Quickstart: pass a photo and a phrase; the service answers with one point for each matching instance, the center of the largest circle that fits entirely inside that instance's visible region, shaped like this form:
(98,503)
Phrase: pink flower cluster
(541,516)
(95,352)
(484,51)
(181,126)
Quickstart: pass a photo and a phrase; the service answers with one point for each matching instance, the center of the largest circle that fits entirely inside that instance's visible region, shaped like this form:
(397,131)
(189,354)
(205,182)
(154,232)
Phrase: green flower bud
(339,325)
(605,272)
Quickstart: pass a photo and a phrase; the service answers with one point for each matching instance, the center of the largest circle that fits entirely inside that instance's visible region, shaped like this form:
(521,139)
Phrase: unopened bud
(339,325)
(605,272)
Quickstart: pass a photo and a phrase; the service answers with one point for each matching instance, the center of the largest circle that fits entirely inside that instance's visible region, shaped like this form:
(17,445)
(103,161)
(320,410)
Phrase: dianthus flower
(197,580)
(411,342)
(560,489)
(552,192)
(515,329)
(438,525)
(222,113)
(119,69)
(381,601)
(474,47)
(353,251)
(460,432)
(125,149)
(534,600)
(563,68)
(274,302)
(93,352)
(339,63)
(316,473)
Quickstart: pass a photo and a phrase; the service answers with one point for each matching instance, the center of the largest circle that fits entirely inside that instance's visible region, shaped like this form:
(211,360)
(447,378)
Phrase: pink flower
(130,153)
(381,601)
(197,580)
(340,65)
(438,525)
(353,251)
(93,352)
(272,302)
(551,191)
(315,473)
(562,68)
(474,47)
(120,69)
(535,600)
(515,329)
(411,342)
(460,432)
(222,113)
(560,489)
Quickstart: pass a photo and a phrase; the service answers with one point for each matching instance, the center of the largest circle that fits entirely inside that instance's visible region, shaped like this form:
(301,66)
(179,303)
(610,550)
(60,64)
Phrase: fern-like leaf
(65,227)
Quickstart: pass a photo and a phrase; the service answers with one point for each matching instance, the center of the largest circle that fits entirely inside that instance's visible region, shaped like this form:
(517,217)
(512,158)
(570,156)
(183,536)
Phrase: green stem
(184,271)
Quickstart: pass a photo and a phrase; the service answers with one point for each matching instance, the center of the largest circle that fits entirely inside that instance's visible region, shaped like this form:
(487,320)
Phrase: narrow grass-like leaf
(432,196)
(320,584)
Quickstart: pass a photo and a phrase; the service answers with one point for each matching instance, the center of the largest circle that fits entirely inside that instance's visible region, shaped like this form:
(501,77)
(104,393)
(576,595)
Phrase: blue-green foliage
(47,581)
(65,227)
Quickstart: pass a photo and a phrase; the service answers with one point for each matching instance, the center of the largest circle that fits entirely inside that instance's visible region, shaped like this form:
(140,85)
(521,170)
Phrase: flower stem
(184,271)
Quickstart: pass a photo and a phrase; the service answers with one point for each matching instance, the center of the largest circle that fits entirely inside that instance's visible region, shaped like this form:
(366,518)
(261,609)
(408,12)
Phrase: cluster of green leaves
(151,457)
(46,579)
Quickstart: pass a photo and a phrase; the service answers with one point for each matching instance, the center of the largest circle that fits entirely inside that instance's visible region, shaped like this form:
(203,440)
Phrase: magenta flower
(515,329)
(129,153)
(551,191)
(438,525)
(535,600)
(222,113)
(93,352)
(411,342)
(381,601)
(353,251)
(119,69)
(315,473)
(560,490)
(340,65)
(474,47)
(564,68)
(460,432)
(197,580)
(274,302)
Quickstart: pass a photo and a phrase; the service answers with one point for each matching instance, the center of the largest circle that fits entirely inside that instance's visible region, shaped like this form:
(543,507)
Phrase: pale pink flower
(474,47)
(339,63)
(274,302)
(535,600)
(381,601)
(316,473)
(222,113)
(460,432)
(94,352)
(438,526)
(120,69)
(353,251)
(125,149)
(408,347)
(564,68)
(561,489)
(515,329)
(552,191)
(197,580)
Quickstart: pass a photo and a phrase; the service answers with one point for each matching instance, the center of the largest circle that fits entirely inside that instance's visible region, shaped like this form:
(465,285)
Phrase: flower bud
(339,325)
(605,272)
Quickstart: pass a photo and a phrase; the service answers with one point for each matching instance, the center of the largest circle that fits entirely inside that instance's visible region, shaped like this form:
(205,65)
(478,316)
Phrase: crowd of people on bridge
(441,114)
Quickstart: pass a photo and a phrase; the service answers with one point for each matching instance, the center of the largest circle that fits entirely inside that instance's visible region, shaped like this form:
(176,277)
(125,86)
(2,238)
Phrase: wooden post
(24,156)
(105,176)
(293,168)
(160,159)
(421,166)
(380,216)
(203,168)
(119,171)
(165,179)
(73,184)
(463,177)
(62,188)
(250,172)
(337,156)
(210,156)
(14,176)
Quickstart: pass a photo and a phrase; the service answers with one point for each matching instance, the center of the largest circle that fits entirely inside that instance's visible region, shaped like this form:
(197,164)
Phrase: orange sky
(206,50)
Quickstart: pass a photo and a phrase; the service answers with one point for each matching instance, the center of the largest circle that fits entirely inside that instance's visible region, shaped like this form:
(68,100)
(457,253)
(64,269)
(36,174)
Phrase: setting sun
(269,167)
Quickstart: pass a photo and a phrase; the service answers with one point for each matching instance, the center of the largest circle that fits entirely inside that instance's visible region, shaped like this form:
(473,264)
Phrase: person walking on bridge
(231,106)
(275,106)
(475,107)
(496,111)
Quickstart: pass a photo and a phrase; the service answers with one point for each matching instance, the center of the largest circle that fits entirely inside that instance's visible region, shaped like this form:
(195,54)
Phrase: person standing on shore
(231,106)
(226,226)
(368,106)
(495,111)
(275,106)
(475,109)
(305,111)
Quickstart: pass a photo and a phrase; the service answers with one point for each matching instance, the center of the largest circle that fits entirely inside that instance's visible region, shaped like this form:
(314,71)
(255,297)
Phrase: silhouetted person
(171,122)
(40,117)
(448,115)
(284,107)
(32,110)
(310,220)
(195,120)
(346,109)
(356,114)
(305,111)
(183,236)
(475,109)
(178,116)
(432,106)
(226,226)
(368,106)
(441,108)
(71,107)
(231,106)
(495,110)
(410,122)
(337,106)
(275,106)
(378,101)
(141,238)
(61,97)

##############################

**Aim of the task**
Reproduce each entry above exactly, keeping every word.

**Exercise response**
Quickstart: pass a photo and a phrase; the service answers with one point for each matching instance, the center of the largest circle that fits entirely inside that instance's visible region, shaped like this form:
(98,503)
Phrase: pink flower cluster
(541,516)
(95,352)
(484,51)
(181,126)
Quickstart: pass a photo and a phrase; the service answers with one point for each matching instance, the center of the largest circle that fits entirely inside that instance's visible region, shaped like this form:
(397,131)
(189,354)
(205,182)
(154,232)
Phrase: green flower bud
(339,325)
(605,272)
Quickstart: pass a photo and a phrase; the service answers with one point for each matching instance, the center of the largest circle that fits entirely inside that instance's visible region, shaped like this form:
(521,139)
Phrase: unopened bud
(339,325)
(605,272)
Quickstart: pass a photo and a phrase; the service answers with one point for each matching instance, the center of the largest circle that fits entirely inside that instance's visible region, shaped like this form:
(17,445)
(103,161)
(320,410)
Phrase: dianthus flower
(197,580)
(411,342)
(560,489)
(552,192)
(515,329)
(438,525)
(222,113)
(119,69)
(381,601)
(474,47)
(353,251)
(460,432)
(125,149)
(534,600)
(563,68)
(274,302)
(93,352)
(339,63)
(316,473)
Quickstart: pass a photo and a phrase; the service answers with one point for each matching instance, the center of the largest circle that fits entirely inside that instance's visible region, shaped like this form:
(211,360)
(447,378)
Phrase: pink flower
(130,153)
(381,601)
(197,580)
(340,65)
(438,525)
(353,251)
(93,352)
(272,302)
(551,191)
(315,473)
(562,68)
(474,47)
(120,69)
(535,600)
(515,329)
(411,342)
(460,432)
(222,113)
(560,489)
Quickstart: pass a photo and a phrase; the service answers with one point for each matching instance, the center of the largest circle that fits entirely inside that instance's visible region, shaped like this form:
(301,66)
(179,303)
(610,550)
(60,64)
Phrase: fern-like leaf
(65,227)
Quickstart: pass a photo and a phrase; the service answers with one point for each matching instance, the center of the largest circle that fits entirely inside that instance's visible region, shaped like this form:
(517,217)
(512,158)
(570,156)
(183,536)
Phrase: green stem
(184,271)
Quickstart: pass a photo and a phrase; the service answers with one point for each matching instance, the center of the largest circle that fits entirely inside that instance's visible region, shaped like this form:
(487,320)
Phrase: narrow grass-like leaf
(432,196)
(320,584)
Quickstart: pass a photo and a phrase; the service answers with one point for each matching instance, the center of the largest circle that fits entirely inside that instance's visible region, shaped like this form:
(501,77)
(104,393)
(576,595)
Phrase: blue-green foliage
(47,581)
(65,227)
Quickstart: pass a photo and a phrase; the service answers with one point for each matching instance, the center of the largest circle that fits entirely inside that instance's visible region, shaped like this form:
(140,85)
(521,170)
Phrase: flower stem
(184,271)
Quickstart: pass a photo and a phrase; the service answers with one point for each matching instance, the center of the largest circle that fits entirely inside that instance's visible region, shaped like this form:
(366,518)
(261,609)
(408,12)
Phrase: cluster of green leaves
(151,457)
(46,579)
Quickstart: pass a photo and a phrase; the service answers with one point for each matching instance, the center of the largest circle that fits entirely inside that instance's visible region, shaped like this form:
(203,440)
Phrase: magenta flower
(515,329)
(129,153)
(551,191)
(438,525)
(535,600)
(222,113)
(93,352)
(411,342)
(381,601)
(353,251)
(119,69)
(315,473)
(560,490)
(340,65)
(474,47)
(564,68)
(460,432)
(197,580)
(274,302)
Quickstart: pass a photo and a phrase; the service answers with one point for each matching instance, the center of the largest circle that fits entirely inside that instance's visible region, shaped like this form:
(543,507)
Phrase: pale pink flower
(474,47)
(339,63)
(274,302)
(535,600)
(381,601)
(316,473)
(222,113)
(460,432)
(94,352)
(438,526)
(120,69)
(353,251)
(125,149)
(408,347)
(564,68)
(561,489)
(515,329)
(552,191)
(197,580)
Quickstart: pass a photo and a phrase; the service answers with one point for each matching instance, the center of the largest circle that fits entirely inside that instance's visible region, shaped like this form:
(465,285)
Phrase: flower bud
(339,325)
(605,272)
Quickstart: pass a photo and a phrase; the service answers with one point for each matching instance, the center of the largest circle that fits entirely inside that instance's visible region, shaped like this form:
(205,65)
(478,316)
Phrase: crowd of people on bridge
(441,114)
Quickstart: pass a photo and a phrase; the service answers with one point for each matching instance, the center of the largest circle that fits entirely inside that instance's visible region, shaped like this form:
(176,277)
(125,86)
(2,238)
Phrase: wooden post
(24,156)
(105,176)
(293,168)
(160,159)
(421,166)
(380,216)
(203,168)
(119,171)
(165,179)
(73,184)
(463,177)
(62,188)
(250,172)
(337,156)
(210,156)
(14,176)
Quickstart: pass a photo and a phrase; the service answers with one point for each matching instance, the center of the largest circle that fits entirely inside that instance's visible region, shaped like this form:
(197,164)
Phrase: orange sky
(206,50)
Quickstart: pass a photo and a phrase; the service answers with one point for each matching instance, the center of the largest circle that fits entirely inside that instance's visible region, shaped like this form:
(68,100)
(457,253)
(64,269)
(36,174)
Phrase: setting sun
(269,167)
Quickstart: pass a photo and a phrase; the service answers with one point for each matching instance, the center of the largest circle that fits entirely inside that instance's visible region, shaped like this form:
(473,264)
Phrase: person walking on bridge
(231,106)
(275,106)
(475,107)
(496,111)
Quickstart: pass a photo and a phrase; the service answers with one point for each matching instance, the center of the largest circle that fits entirely inside that instance's visible region, shaped like this form:
(195,54)
Phrase: person standing on shore
(231,106)
(226,226)
(368,106)
(495,111)
(275,106)
(475,109)
(305,111)
Quickstart: pass a photo and a phrase; the service answers with one point for each matching instance, the center of the largest circle that fits entirely inside that instance's visible region, shaped like this form:
(314,71)
(255,297)
Phrase: silhouetted person
(171,122)
(40,117)
(448,115)
(284,107)
(32,110)
(310,220)
(195,120)
(346,109)
(356,114)
(305,111)
(183,236)
(475,109)
(178,116)
(432,106)
(226,226)
(368,106)
(441,108)
(71,107)
(231,106)
(495,110)
(410,122)
(337,106)
(275,106)
(378,101)
(141,238)
(61,97)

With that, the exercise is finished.